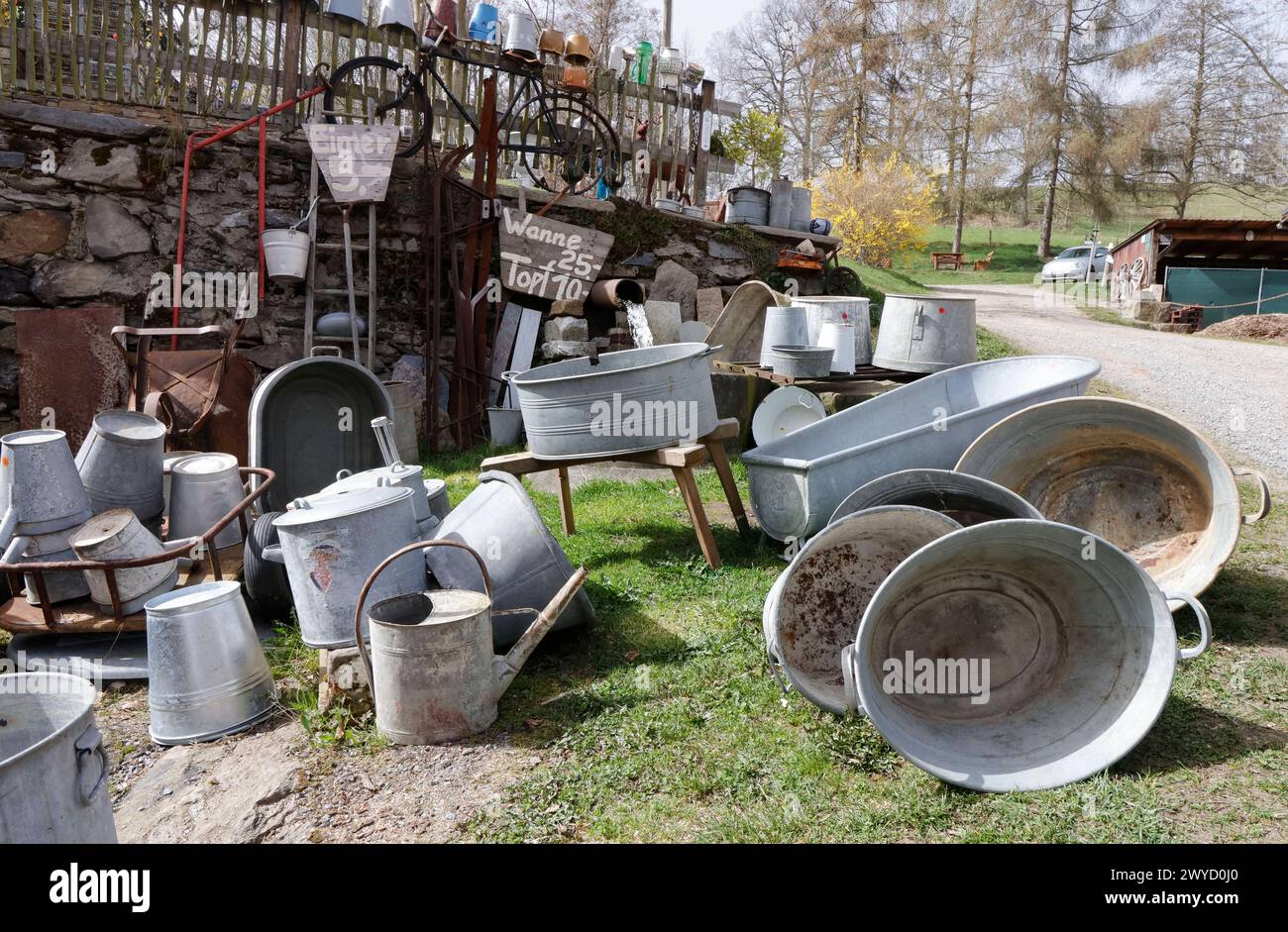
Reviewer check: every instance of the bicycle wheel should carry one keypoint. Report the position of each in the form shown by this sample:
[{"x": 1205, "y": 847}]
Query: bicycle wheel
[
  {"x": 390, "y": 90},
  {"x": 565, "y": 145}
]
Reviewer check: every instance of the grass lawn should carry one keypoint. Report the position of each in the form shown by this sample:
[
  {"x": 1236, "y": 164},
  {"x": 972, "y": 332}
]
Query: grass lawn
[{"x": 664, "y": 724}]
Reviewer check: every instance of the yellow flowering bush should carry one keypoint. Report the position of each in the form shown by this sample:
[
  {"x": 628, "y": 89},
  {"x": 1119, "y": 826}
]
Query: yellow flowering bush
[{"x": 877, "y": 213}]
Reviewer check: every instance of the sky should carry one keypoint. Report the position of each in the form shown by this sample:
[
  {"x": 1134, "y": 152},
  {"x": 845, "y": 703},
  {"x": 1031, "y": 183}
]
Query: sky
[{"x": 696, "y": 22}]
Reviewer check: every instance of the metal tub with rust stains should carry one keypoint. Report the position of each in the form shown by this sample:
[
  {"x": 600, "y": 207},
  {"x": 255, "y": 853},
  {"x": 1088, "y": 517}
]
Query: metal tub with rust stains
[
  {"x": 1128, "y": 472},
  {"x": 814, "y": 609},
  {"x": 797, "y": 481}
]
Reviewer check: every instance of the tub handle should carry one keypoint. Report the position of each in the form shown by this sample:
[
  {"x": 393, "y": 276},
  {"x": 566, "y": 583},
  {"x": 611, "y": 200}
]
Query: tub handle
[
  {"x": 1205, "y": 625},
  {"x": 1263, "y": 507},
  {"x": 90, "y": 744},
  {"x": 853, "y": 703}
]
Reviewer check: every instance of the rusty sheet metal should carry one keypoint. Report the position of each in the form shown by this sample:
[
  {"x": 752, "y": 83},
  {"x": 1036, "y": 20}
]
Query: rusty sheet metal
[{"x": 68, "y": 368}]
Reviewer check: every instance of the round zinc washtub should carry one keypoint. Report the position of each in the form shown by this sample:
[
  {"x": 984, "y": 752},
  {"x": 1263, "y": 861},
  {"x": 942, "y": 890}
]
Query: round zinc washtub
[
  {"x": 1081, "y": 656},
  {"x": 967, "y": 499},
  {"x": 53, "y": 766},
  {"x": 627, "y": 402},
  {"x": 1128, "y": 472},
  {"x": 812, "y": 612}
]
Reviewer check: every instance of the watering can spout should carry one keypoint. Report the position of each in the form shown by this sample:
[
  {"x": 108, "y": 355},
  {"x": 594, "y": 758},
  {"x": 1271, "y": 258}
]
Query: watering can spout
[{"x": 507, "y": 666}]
________________________________________
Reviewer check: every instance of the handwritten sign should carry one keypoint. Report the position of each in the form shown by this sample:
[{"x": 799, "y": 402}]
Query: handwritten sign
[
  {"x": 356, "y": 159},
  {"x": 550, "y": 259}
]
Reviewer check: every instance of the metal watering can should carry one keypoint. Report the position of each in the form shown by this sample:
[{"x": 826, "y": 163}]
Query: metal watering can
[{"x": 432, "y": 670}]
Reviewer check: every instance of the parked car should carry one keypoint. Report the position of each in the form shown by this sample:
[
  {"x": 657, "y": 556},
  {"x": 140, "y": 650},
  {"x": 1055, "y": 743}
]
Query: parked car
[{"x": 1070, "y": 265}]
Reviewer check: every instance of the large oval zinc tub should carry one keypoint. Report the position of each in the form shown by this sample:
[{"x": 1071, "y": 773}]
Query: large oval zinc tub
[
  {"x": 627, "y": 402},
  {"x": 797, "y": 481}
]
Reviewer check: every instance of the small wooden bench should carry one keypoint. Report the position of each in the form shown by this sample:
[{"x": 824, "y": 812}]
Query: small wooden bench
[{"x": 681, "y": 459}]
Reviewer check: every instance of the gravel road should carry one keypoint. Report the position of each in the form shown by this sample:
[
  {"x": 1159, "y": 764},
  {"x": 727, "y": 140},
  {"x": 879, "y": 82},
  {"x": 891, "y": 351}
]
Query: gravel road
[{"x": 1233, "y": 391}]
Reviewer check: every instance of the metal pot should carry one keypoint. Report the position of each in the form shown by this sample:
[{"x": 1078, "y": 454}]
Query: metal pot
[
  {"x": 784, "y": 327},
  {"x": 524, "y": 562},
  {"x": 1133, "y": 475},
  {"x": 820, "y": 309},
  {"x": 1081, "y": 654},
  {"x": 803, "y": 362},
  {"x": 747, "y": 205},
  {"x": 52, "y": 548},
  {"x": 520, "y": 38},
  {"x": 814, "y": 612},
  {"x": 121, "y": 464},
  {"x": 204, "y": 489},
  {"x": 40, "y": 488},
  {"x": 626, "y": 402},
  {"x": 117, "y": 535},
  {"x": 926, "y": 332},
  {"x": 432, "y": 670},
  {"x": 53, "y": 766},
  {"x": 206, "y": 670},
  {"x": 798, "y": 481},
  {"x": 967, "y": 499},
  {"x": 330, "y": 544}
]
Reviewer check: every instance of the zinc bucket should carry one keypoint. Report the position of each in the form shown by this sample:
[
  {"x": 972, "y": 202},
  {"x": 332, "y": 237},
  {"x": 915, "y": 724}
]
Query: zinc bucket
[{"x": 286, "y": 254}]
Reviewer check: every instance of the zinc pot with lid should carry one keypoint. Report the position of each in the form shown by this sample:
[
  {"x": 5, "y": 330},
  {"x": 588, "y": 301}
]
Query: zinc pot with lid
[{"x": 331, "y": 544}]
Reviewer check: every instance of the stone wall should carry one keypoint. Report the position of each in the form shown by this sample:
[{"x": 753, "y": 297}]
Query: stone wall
________________________________________
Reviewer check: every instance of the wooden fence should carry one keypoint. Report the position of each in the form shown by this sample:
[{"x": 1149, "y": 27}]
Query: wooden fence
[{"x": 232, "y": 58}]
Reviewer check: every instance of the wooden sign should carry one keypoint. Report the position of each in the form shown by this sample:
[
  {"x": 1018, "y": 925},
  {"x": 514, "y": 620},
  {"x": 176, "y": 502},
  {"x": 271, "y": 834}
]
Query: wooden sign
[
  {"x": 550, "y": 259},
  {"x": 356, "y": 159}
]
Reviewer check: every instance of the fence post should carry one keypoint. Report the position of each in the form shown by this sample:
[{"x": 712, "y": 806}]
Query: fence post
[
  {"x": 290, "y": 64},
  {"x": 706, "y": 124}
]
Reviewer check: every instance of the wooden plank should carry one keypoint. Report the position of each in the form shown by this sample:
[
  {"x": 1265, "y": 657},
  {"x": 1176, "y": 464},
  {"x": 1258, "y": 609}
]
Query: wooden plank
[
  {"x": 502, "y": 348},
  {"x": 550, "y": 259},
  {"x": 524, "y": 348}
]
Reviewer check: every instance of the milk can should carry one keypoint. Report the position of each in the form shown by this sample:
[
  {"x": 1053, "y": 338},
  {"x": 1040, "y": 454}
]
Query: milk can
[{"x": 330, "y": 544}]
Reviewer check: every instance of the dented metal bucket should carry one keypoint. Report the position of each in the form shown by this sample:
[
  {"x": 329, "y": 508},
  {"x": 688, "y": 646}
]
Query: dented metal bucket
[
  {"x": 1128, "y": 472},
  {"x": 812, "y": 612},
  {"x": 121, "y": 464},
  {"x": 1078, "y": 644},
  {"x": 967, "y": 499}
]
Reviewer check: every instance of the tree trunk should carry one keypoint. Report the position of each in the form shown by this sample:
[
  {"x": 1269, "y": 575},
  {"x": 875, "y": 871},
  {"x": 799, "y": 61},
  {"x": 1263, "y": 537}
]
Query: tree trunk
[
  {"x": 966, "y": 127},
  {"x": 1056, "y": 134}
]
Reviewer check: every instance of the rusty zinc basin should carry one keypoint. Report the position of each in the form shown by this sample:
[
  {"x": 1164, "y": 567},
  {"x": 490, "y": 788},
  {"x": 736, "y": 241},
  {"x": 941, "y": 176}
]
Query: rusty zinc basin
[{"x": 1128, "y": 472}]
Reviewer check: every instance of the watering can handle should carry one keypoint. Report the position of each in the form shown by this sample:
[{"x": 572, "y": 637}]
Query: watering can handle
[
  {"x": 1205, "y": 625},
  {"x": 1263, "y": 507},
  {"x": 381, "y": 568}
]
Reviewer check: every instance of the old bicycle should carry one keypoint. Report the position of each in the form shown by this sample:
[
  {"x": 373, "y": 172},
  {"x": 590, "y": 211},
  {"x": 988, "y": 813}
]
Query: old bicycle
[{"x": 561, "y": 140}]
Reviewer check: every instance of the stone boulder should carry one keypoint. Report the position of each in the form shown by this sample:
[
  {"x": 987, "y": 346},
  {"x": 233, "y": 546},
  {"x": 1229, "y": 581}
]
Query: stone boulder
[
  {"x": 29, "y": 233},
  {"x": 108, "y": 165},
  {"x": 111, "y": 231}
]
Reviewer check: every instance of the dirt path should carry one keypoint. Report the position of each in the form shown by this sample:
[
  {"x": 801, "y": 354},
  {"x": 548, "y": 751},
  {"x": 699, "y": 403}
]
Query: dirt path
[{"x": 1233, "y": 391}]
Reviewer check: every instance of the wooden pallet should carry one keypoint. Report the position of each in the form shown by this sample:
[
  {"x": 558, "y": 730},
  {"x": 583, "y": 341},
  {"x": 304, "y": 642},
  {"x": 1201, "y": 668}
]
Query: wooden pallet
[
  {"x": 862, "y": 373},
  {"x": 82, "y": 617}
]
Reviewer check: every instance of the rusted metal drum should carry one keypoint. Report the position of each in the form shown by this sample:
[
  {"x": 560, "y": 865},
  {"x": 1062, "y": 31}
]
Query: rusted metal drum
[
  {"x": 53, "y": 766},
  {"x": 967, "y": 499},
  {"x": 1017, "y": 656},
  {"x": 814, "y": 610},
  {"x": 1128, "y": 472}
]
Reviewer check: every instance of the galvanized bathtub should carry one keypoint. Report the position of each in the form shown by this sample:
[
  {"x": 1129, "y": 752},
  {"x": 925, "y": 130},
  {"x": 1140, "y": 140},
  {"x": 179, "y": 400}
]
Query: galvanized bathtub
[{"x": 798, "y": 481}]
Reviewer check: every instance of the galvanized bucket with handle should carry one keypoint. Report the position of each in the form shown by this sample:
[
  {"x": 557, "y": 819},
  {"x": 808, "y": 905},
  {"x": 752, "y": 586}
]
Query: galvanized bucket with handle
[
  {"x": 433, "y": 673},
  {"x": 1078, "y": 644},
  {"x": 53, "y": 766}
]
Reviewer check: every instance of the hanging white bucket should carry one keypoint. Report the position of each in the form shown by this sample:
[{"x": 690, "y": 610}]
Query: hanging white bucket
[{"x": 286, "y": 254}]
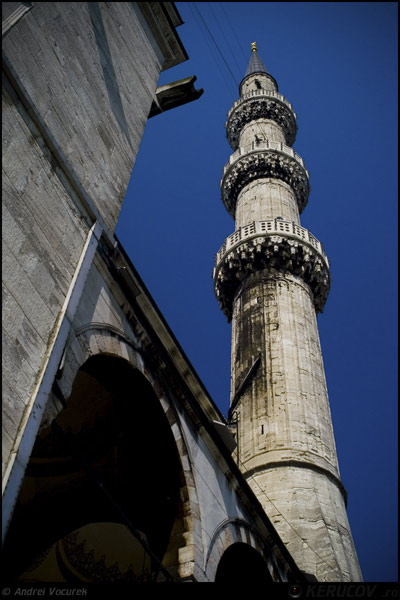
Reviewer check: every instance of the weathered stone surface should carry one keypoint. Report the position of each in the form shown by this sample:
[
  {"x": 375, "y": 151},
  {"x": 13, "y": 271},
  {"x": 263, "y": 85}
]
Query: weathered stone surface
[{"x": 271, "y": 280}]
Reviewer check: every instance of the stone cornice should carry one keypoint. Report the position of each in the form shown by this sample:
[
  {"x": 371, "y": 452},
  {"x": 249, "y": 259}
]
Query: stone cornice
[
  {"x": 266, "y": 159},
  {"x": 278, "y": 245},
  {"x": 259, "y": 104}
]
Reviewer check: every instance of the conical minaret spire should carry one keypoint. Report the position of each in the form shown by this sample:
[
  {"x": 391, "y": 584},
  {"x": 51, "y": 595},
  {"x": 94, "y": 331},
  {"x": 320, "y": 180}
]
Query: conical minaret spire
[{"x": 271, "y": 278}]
________________________________________
• _What to work on_
Count the lines in the rows above that contain the word "basin" and give only that number.

• _Completed task_
2